_Required work_
Quote the data below in full, minus the images.

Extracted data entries
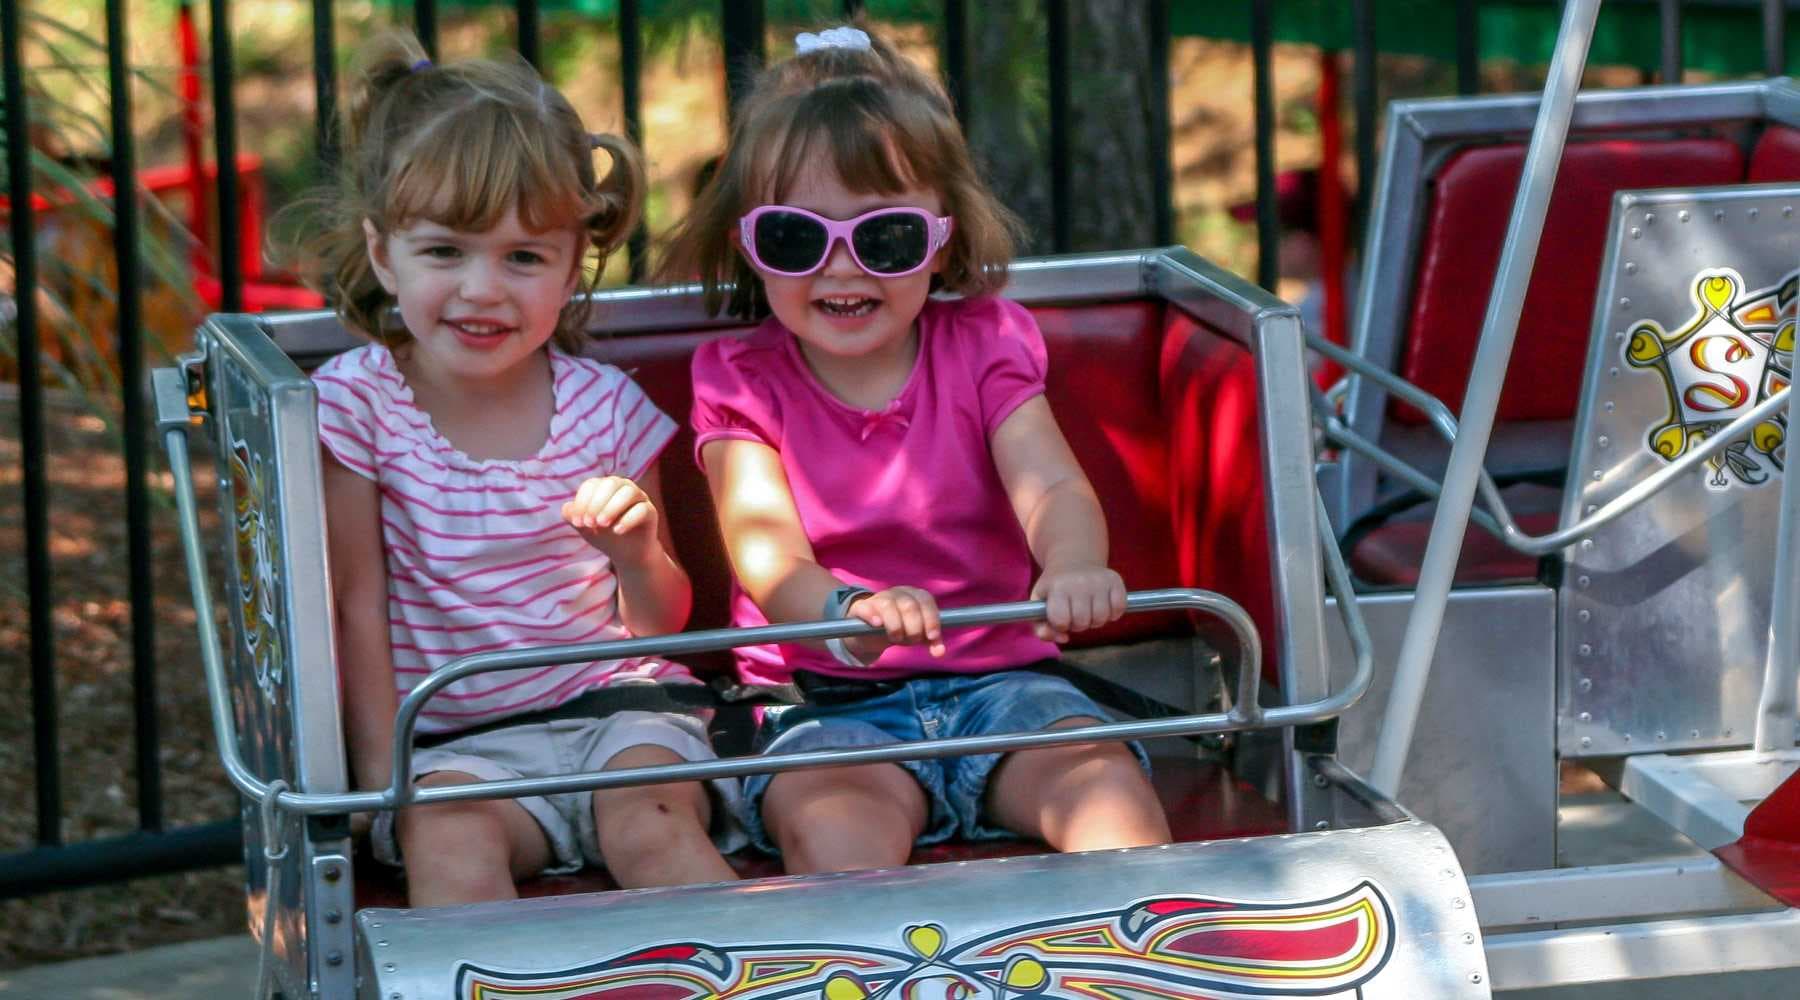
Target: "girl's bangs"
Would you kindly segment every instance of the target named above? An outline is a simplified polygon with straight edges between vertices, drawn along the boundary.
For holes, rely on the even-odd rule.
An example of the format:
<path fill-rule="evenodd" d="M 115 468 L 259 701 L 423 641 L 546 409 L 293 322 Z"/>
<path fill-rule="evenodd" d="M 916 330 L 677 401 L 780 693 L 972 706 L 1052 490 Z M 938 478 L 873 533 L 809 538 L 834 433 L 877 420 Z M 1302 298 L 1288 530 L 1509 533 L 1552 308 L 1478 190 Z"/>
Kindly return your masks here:
<path fill-rule="evenodd" d="M 821 161 L 851 191 L 897 194 L 931 186 L 937 159 L 932 143 L 913 134 L 913 123 L 890 104 L 862 88 L 807 95 L 771 144 L 773 169 L 765 188 L 771 200 L 787 198 L 807 167 Z"/>
<path fill-rule="evenodd" d="M 585 220 L 592 209 L 567 151 L 556 148 L 549 130 L 523 127 L 495 110 L 446 116 L 395 158 L 405 166 L 389 188 L 391 225 L 429 219 L 486 232 L 512 209 L 532 232 L 581 225 L 571 220 Z"/>

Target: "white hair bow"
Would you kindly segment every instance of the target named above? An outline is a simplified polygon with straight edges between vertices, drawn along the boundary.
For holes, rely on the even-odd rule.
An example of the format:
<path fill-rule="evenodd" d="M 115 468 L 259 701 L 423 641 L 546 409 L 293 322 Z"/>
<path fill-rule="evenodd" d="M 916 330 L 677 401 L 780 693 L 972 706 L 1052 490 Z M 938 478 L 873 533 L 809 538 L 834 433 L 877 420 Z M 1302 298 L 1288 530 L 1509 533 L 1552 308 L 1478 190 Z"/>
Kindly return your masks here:
<path fill-rule="evenodd" d="M 794 36 L 794 49 L 798 55 L 805 55 L 819 49 L 867 49 L 868 47 L 869 33 L 849 25 L 827 28 L 816 35 L 810 31 L 802 31 Z"/>

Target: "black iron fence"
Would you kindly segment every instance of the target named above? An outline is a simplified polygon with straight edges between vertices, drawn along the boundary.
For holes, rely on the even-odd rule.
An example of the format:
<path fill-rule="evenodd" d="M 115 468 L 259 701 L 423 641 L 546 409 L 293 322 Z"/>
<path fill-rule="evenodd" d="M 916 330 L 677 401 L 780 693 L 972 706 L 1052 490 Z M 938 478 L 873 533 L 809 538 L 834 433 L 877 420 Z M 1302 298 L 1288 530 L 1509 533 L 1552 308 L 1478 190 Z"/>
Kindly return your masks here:
<path fill-rule="evenodd" d="M 1076 194 L 1071 170 L 1071 106 L 1068 0 L 1039 0 L 1048 25 L 1043 58 L 1049 90 L 1049 163 L 1052 231 L 1048 244 L 1058 250 L 1072 246 L 1069 206 Z M 1140 0 L 1151 25 L 1148 51 L 1157 106 L 1150 110 L 1151 148 L 1146 151 L 1154 185 L 1152 230 L 1158 242 L 1173 241 L 1170 108 L 1169 23 L 1171 5 L 1166 0 Z M 1550 2 L 1550 0 L 1546 0 Z M 1660 14 L 1661 73 L 1665 80 L 1679 79 L 1682 67 L 1681 0 L 1639 0 L 1655 3 Z M 1729 0 L 1726 0 L 1729 2 Z M 1782 0 L 1739 0 L 1739 5 L 1760 3 L 1763 10 L 1764 66 L 1780 72 L 1785 52 Z M 1689 6 L 1699 5 L 1691 0 Z M 862 12 L 859 0 L 844 0 L 841 12 Z M 941 8 L 940 65 L 959 112 L 965 117 L 983 95 L 970 81 L 971 6 L 964 0 L 944 0 Z M 1355 163 L 1358 176 L 1357 218 L 1367 214 L 1373 184 L 1376 136 L 1376 46 L 1380 40 L 1377 0 L 1350 0 L 1353 24 L 1352 105 L 1354 108 Z M 33 849 L 0 857 L 0 898 L 28 895 L 126 877 L 168 873 L 235 861 L 239 856 L 237 821 L 222 820 L 200 826 L 169 829 L 164 816 L 162 765 L 156 712 L 157 664 L 154 654 L 155 621 L 152 589 L 155 567 L 150 546 L 150 458 L 148 415 L 145 410 L 144 344 L 141 312 L 143 266 L 139 259 L 139 189 L 131 127 L 132 67 L 127 62 L 126 5 L 106 3 L 107 77 L 110 89 L 110 124 L 113 136 L 110 173 L 113 225 L 112 246 L 117 268 L 117 329 L 114 331 L 123 393 L 123 431 L 126 464 L 127 552 L 131 605 L 131 667 L 134 691 L 133 732 L 136 759 L 138 830 L 135 833 L 78 844 L 65 842 L 63 830 L 63 779 L 59 768 L 60 735 L 57 730 L 56 643 L 52 622 L 51 563 L 49 553 L 46 487 L 44 365 L 39 346 L 36 289 L 39 283 L 33 213 L 33 171 L 30 159 L 30 97 L 22 62 L 21 0 L 0 0 L 0 34 L 3 34 L 4 100 L 7 151 L 9 222 L 13 256 L 14 293 L 11 297 L 13 335 L 16 339 L 19 381 L 19 434 L 23 535 L 26 574 L 24 591 L 29 601 L 30 683 L 33 752 L 36 765 L 36 840 Z M 219 302 L 226 311 L 243 308 L 245 275 L 243 248 L 239 245 L 240 220 L 237 112 L 233 106 L 232 5 L 229 0 L 208 0 L 210 13 L 210 69 L 212 83 L 215 162 L 219 165 L 213 188 L 216 226 Z M 1252 0 L 1250 42 L 1255 74 L 1256 122 L 1256 230 L 1257 277 L 1273 287 L 1277 274 L 1278 217 L 1275 198 L 1274 90 L 1271 49 L 1278 0 Z M 1463 93 L 1475 92 L 1479 76 L 1478 0 L 1456 0 L 1456 81 Z M 540 8 L 536 0 L 513 4 L 514 43 L 533 64 L 541 59 Z M 315 142 L 317 155 L 329 162 L 335 155 L 332 116 L 337 82 L 334 66 L 337 41 L 332 30 L 331 0 L 313 0 L 313 83 L 317 98 Z M 763 61 L 765 9 L 762 0 L 722 0 L 719 25 L 725 53 L 725 96 L 735 104 L 756 67 Z M 411 5 L 412 27 L 434 55 L 438 47 L 438 9 L 434 0 Z M 618 86 L 623 98 L 625 131 L 634 141 L 643 140 L 642 66 L 644 39 L 642 10 L 638 0 L 617 0 L 613 26 L 620 51 Z M 647 241 L 640 230 L 628 250 L 630 275 L 642 277 Z"/>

_The answer_
Target: "girl's bangs"
Would you kindly segment every instance of the target named above? An outline is a simplified polygon with straight edges between vertices, drawn along the boundary.
For holes, rely on the even-odd rule.
An example of the format:
<path fill-rule="evenodd" d="M 115 468 L 259 701 L 423 641 L 546 409 L 293 322 Z"/>
<path fill-rule="evenodd" d="M 916 330 L 677 401 L 780 693 L 972 706 L 1052 490 Z M 938 478 L 873 533 L 809 538 L 834 433 L 877 420 Z M 1302 298 L 1288 530 L 1509 533 L 1552 308 L 1478 190 Z"/>
Kindly return your masks here:
<path fill-rule="evenodd" d="M 821 161 L 851 191 L 897 194 L 931 186 L 937 159 L 932 143 L 913 134 L 913 123 L 890 104 L 862 88 L 807 95 L 771 144 L 773 169 L 765 188 L 771 200 L 787 198 L 807 167 Z"/>
<path fill-rule="evenodd" d="M 585 220 L 592 209 L 567 151 L 556 148 L 549 130 L 523 127 L 495 110 L 446 116 L 395 158 L 405 166 L 389 188 L 391 225 L 429 219 L 486 232 L 512 209 L 532 232 L 581 225 L 571 220 Z"/>

Target: "white hair bow"
Would you kindly segment every instance of the target named above? An outline is a simplified polygon with straight edges between vertices, drawn along the boundary.
For holes, rely on the even-odd rule.
An example of the format:
<path fill-rule="evenodd" d="M 115 468 L 259 701 L 423 641 L 546 409 L 293 322 Z"/>
<path fill-rule="evenodd" d="M 916 330 L 677 401 L 780 693 L 972 706 L 1052 490 Z M 938 478 L 873 533 L 809 538 L 834 433 L 877 420 Z M 1302 298 L 1288 530 L 1509 533 L 1552 308 L 1478 190 Z"/>
Kindly return your masks here:
<path fill-rule="evenodd" d="M 794 36 L 794 49 L 798 55 L 805 55 L 819 49 L 867 49 L 868 47 L 869 33 L 849 25 L 827 28 L 816 35 L 810 31 L 802 31 Z"/>

Target: "black iron fence"
Would you kindly segment every instance of the target named above? An outline is a simplified polygon with straight edges between vertices, drawn along the boundary.
For holes, rely on the even-odd rule.
An example of the format:
<path fill-rule="evenodd" d="M 115 468 L 259 701 L 423 641 L 546 409 L 293 322 Z"/>
<path fill-rule="evenodd" d="M 916 330 L 677 401 L 780 693 L 972 706 L 1052 490 Z M 938 478 L 873 533 L 809 538 L 834 433 L 877 420 Z M 1302 298 L 1288 530 L 1509 533 L 1552 308 L 1478 190 Z"/>
Kindly return your masks here:
<path fill-rule="evenodd" d="M 1076 194 L 1071 170 L 1071 106 L 1068 0 L 1039 0 L 1048 25 L 1043 58 L 1049 90 L 1049 163 L 1052 231 L 1048 244 L 1058 250 L 1072 246 L 1069 206 Z M 1140 0 L 1151 25 L 1148 51 L 1157 106 L 1150 110 L 1151 148 L 1146 151 L 1154 185 L 1152 230 L 1158 242 L 1173 241 L 1170 108 L 1169 23 L 1171 5 L 1166 0 Z M 1550 2 L 1550 0 L 1546 0 Z M 1660 14 L 1661 73 L 1665 80 L 1679 79 L 1682 67 L 1681 0 L 1639 0 L 1655 3 Z M 1729 0 L 1726 0 L 1729 2 Z M 1782 0 L 1739 0 L 1739 5 L 1760 3 L 1763 10 L 1764 66 L 1780 72 L 1785 52 Z M 1689 6 L 1699 5 L 1691 0 Z M 862 12 L 859 0 L 844 0 L 841 12 Z M 941 8 L 940 65 L 959 112 L 965 117 L 983 95 L 970 81 L 971 6 L 964 0 L 944 0 Z M 1355 163 L 1358 176 L 1357 218 L 1367 214 L 1373 184 L 1376 136 L 1376 46 L 1380 40 L 1377 0 L 1350 0 L 1353 24 L 1352 105 L 1354 108 Z M 33 849 L 0 857 L 0 898 L 28 895 L 126 877 L 168 873 L 235 861 L 239 856 L 237 821 L 222 820 L 200 826 L 169 829 L 164 816 L 162 765 L 156 712 L 157 664 L 154 654 L 155 621 L 152 589 L 155 567 L 150 546 L 150 458 L 148 415 L 145 410 L 144 344 L 141 312 L 143 266 L 139 259 L 139 189 L 131 127 L 132 67 L 127 62 L 126 5 L 106 3 L 107 77 L 110 89 L 110 124 L 113 136 L 110 173 L 113 225 L 112 246 L 117 268 L 117 329 L 114 331 L 123 393 L 123 431 L 126 464 L 127 552 L 131 605 L 131 667 L 134 691 L 133 732 L 136 759 L 138 830 L 135 833 L 78 844 L 65 842 L 63 830 L 63 779 L 59 768 L 60 735 L 57 730 L 56 643 L 52 622 L 51 563 L 49 553 L 46 487 L 44 365 L 39 346 L 36 289 L 39 283 L 33 213 L 33 171 L 30 159 L 30 97 L 22 62 L 21 0 L 0 0 L 0 34 L 3 34 L 4 100 L 7 151 L 9 222 L 13 256 L 14 293 L 11 297 L 13 335 L 16 339 L 19 381 L 19 434 L 23 535 L 26 574 L 24 591 L 29 601 L 30 683 L 33 752 L 36 765 L 36 840 Z M 219 302 L 226 311 L 243 308 L 245 275 L 243 248 L 239 245 L 240 220 L 237 112 L 233 106 L 232 5 L 229 0 L 208 0 L 210 13 L 210 69 L 212 83 L 215 162 L 219 165 L 213 188 L 216 226 Z M 1252 0 L 1250 42 L 1255 74 L 1256 122 L 1256 230 L 1257 277 L 1273 287 L 1277 274 L 1278 217 L 1275 198 L 1274 90 L 1271 49 L 1278 0 Z M 1463 93 L 1475 92 L 1479 76 L 1478 0 L 1456 0 L 1456 81 Z M 540 8 L 536 0 L 513 4 L 514 43 L 533 64 L 541 59 Z M 315 142 L 317 155 L 329 162 L 335 155 L 332 116 L 337 82 L 334 66 L 337 41 L 332 30 L 331 0 L 313 0 L 313 83 L 317 98 Z M 763 61 L 765 9 L 762 0 L 722 0 L 719 25 L 725 53 L 725 96 L 735 104 L 756 67 Z M 411 5 L 412 27 L 434 55 L 438 47 L 438 9 L 434 0 Z M 618 86 L 623 98 L 625 131 L 634 141 L 643 140 L 642 66 L 644 39 L 642 10 L 638 0 L 617 0 L 613 26 L 620 51 Z M 647 241 L 640 230 L 628 250 L 630 275 L 642 277 Z"/>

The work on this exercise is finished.